*Work instruction*:
Print the data exactly as it is given, please.
━━━━━━
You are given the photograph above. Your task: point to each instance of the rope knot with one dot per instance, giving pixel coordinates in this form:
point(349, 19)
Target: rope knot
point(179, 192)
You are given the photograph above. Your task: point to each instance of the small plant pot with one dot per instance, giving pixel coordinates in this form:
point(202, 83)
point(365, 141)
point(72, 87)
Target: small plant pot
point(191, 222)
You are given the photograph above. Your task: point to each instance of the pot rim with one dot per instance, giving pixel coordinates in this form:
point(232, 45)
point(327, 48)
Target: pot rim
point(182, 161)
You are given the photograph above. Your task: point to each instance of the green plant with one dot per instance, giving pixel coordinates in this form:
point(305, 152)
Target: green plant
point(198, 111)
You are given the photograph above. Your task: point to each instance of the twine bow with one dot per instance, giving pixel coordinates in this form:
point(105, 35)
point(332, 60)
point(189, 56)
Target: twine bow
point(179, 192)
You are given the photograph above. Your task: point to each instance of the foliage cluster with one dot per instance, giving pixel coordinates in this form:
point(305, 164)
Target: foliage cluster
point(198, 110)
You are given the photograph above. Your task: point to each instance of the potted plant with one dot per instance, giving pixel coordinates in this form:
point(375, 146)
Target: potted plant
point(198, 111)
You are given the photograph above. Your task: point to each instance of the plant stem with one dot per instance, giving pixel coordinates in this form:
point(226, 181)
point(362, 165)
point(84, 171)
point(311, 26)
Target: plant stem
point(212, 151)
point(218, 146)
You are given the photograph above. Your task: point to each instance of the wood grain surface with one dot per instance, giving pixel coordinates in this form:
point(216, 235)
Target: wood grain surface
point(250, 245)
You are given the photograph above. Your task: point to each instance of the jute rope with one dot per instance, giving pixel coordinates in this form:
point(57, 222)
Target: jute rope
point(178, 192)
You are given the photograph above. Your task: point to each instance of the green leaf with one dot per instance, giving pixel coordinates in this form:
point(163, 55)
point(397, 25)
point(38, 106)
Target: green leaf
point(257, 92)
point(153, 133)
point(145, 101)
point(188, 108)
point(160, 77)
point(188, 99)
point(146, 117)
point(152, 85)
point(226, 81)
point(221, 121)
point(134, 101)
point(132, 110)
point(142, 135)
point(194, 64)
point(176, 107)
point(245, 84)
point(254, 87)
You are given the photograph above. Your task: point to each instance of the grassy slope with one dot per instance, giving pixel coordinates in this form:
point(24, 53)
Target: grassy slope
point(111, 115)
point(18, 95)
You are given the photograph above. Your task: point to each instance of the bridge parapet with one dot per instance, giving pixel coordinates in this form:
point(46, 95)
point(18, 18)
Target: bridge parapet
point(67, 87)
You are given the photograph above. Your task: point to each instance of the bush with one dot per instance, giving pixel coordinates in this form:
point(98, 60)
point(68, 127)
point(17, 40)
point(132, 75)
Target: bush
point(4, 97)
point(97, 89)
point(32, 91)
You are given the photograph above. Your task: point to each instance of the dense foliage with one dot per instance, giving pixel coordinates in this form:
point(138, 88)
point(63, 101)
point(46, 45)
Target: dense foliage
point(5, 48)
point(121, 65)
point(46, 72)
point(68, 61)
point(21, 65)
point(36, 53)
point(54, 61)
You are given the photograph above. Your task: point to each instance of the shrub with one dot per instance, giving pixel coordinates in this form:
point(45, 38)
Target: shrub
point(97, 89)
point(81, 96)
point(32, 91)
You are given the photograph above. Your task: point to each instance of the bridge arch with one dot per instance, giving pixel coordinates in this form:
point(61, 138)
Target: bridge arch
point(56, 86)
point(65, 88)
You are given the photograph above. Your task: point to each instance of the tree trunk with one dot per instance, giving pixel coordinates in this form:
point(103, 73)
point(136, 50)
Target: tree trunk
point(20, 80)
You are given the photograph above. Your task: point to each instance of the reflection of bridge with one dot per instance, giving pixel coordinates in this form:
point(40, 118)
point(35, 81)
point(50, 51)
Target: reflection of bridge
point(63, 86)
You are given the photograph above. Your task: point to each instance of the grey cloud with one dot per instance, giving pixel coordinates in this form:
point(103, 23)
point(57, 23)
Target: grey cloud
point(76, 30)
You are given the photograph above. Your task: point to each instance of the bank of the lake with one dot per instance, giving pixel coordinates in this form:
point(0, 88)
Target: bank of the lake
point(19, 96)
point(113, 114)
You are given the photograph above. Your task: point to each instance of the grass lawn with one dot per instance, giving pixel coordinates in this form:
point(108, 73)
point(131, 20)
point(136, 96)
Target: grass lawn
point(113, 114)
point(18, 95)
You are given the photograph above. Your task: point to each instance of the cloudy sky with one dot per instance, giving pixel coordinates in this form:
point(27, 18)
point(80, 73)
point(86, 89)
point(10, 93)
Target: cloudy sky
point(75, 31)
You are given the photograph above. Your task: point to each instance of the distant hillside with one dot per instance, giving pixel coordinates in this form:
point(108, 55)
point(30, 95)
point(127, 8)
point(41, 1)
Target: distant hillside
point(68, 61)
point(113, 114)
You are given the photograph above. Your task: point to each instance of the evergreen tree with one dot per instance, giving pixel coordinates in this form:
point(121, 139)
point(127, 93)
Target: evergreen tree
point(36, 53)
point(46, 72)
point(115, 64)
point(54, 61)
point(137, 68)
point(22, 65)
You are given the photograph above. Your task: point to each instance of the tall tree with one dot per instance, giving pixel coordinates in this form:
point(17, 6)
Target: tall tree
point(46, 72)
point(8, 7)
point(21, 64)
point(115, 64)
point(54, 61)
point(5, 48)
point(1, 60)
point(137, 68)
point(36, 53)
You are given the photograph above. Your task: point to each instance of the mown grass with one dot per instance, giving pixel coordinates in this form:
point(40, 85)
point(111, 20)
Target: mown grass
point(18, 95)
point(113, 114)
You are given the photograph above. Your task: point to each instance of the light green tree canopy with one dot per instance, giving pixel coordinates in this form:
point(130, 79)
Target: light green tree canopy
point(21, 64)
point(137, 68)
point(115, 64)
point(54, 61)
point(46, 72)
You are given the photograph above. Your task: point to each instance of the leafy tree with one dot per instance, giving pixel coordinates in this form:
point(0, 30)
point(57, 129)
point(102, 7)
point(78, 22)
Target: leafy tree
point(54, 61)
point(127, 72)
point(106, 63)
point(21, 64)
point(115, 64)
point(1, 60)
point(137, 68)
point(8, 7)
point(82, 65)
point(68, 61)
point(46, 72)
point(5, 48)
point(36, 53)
━━━━━━
*Response to the exercise*:
You are given the photograph above. Your task: point to each instance of the rope knot with one dot per instance, giving pixel coordinates in this form:
point(349, 19)
Target: rope knot
point(179, 192)
You are given the photograph above. Your task: point to each instance of the small plant pot with one dot per instance, giving pixel coordinates in this form:
point(202, 83)
point(365, 141)
point(72, 87)
Target: small plant pot
point(191, 222)
You are given the photograph above. Your task: point to each instance of the pot rim with one dot per instance, giving pixel coordinates in this form:
point(232, 45)
point(327, 48)
Target: pot rim
point(182, 161)
You are given the photograph above. Your task: point to each instance of the green plant with one dot per instance, giving pixel coordinates in this form:
point(305, 152)
Target: green plant
point(198, 111)
You are given the photograph above. Your task: point to each instance of the twine bow with one dot per instance, giving pixel coordinates in this form:
point(105, 35)
point(332, 60)
point(189, 56)
Target: twine bow
point(179, 192)
You are given the photograph above. Your task: point to each instance of the foliage cluster with one dot per instance, giving pixel coordinates in this form:
point(305, 164)
Target: foliage cluster
point(198, 110)
You are given the photograph above. Your task: point to each instance of the potted plant with one dot per instance, giving pixel coordinates in this form:
point(375, 146)
Target: potted plant
point(198, 111)
You are given the photograph above. Your task: point to each instance of the plant stem with one dot per instance, giving pixel coordinates in this form:
point(226, 181)
point(362, 165)
point(84, 171)
point(311, 26)
Target: plant stem
point(212, 151)
point(218, 146)
You are given the photograph above. Your task: point to each instance of the wood grain surface with one dot per instance, giving pixel coordinates in this form:
point(216, 235)
Target: wood grain surface
point(250, 245)
You are given the photograph above. Your task: point to each instance of the jute rope with one dot per instance, giving pixel coordinates in this form:
point(57, 222)
Target: jute rope
point(178, 192)
You are given the photograph above. Your task: point to each instance of the green leaf with one dot per instance, giving pixel coordinates in this form:
point(163, 55)
point(397, 25)
point(38, 106)
Target: green leaf
point(257, 92)
point(153, 133)
point(145, 101)
point(188, 108)
point(160, 77)
point(188, 99)
point(146, 117)
point(152, 85)
point(226, 81)
point(221, 121)
point(134, 101)
point(132, 110)
point(142, 135)
point(194, 64)
point(176, 107)
point(245, 84)
point(254, 87)
You are given the photograph above. Your task: point to each instance of the grassy slope with one dot per instance, giving pixel coordinates in this form:
point(24, 53)
Target: grassy slope
point(111, 115)
point(18, 95)
You are given the photograph above. Your task: point to each instance of the bridge parapet with one dot per instance, giving pixel coordinates in this form:
point(46, 95)
point(18, 18)
Target: bridge parapet
point(67, 87)
You are given the photograph above. Your task: point to each instance of the bush with one dot per instance, giving pixel coordinates in this form:
point(98, 60)
point(68, 127)
point(17, 40)
point(132, 75)
Target: bush
point(4, 97)
point(97, 89)
point(32, 91)
You are given the photograph above. Your task: point to each instance of the dense foliage with one dot per instance, giving pixel coordinates in this form:
point(138, 88)
point(63, 101)
point(46, 45)
Target: dense foliage
point(5, 48)
point(121, 65)
point(46, 72)
point(68, 61)
point(21, 65)
point(36, 53)
point(54, 61)
You are given the photograph above. Your task: point to each instance of the shrub with one dot per instance, giving pixel coordinates in this form:
point(45, 38)
Target: shrub
point(97, 89)
point(81, 96)
point(32, 91)
You are given the photograph above. Your task: point to each instance of the bridge arch with one dot per instance, giving pixel coordinates in this form:
point(61, 138)
Target: bridge arch
point(56, 86)
point(65, 88)
You are given the photograph above. Your task: point to each instance of the tree trunk with one dot per instance, giving pixel coordinates in this form:
point(103, 73)
point(136, 50)
Target: tree trunk
point(20, 80)
You are given the photograph above. Your task: point to each instance of the reflection of bridge with one dot per instance, giving pixel coordinates in this form:
point(40, 118)
point(35, 81)
point(50, 51)
Target: reflection of bridge
point(63, 86)
You are given the photograph above. Your task: point to each instance of the grey cloud with one dot per instance, giving pixel coordinates in this form:
point(103, 23)
point(57, 23)
Target: grey cloud
point(76, 30)
You are given the photograph above. Your task: point to each instance of the bank of the lake with one dot per instance, giving pixel coordinates in this form:
point(0, 88)
Target: bank of the lake
point(19, 96)
point(113, 114)
You are given the photograph above. Your task: point to each instance of the grass lawn with one dot per instance, giving pixel coordinates in this form:
point(108, 73)
point(131, 20)
point(136, 96)
Target: grass lawn
point(113, 114)
point(18, 95)
You are given the photograph above. Your task: point to each instance of the cloudy sky with one dot per instance, giving pixel coordinates in this form:
point(27, 18)
point(80, 73)
point(86, 89)
point(10, 93)
Target: cloudy sky
point(75, 31)
You are given the photograph above. Your task: point to each instance of the distant hillside with one dot per instance, giving pixel coordinates in this form:
point(108, 55)
point(30, 95)
point(127, 8)
point(41, 1)
Target: distant hillside
point(68, 61)
point(113, 114)
You are given the photograph above. Your task: point to each instance of the evergreen tree with one dot per instance, giving pixel coordinates in this form:
point(121, 139)
point(127, 93)
Target: evergreen tree
point(36, 53)
point(46, 72)
point(115, 64)
point(54, 61)
point(137, 68)
point(22, 65)
You are given the photograph above. Your task: point to each instance of the tall tree with one dot per instance, giving pixel coordinates in this form:
point(17, 6)
Target: tall tree
point(46, 72)
point(8, 7)
point(21, 64)
point(115, 64)
point(54, 61)
point(5, 48)
point(1, 60)
point(137, 68)
point(36, 53)
You are given the photograph above. Your task: point to each instance of the mown grass with one dot per instance, giving pixel coordinates in this form:
point(40, 85)
point(111, 20)
Target: mown grass
point(18, 95)
point(113, 114)
You are given the photograph above. Your task: point to each instance of the light green tree canopy with one dot per instance, giving pixel coordinates in this form:
point(130, 79)
Target: light green tree canopy
point(21, 64)
point(137, 68)
point(115, 64)
point(54, 61)
point(46, 72)
You are given the photograph above. Your task: point to each instance of the leafy tree with one dot per instance, giving pixel coordinates in this form:
point(0, 30)
point(57, 129)
point(102, 7)
point(78, 22)
Target: leafy tree
point(54, 61)
point(127, 72)
point(106, 63)
point(21, 64)
point(115, 64)
point(1, 60)
point(137, 68)
point(8, 7)
point(82, 65)
point(68, 61)
point(46, 72)
point(5, 48)
point(36, 53)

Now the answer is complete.